» **ACTIVITY**
Reproduce, word for word, the lines in the material below starting with the one that has "# test: pointer" and going on through the one that has "Query: stone in grass". Leave out all pictures.

» **DATA LISTING**
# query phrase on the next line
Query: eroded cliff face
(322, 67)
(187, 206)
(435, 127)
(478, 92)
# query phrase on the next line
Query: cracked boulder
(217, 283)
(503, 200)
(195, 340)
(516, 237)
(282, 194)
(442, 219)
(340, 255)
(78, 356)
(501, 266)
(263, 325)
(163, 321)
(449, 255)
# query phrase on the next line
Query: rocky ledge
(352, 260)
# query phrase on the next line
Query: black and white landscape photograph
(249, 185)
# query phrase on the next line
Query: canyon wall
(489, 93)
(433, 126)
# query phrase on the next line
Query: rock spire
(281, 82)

---

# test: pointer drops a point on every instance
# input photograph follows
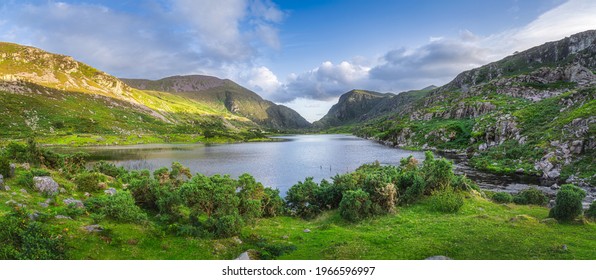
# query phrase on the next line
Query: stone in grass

» **SOLUTION**
# test: pointer drops a point on every instance
# input photograph follows
# query phrase on the next line
Query: stone in grass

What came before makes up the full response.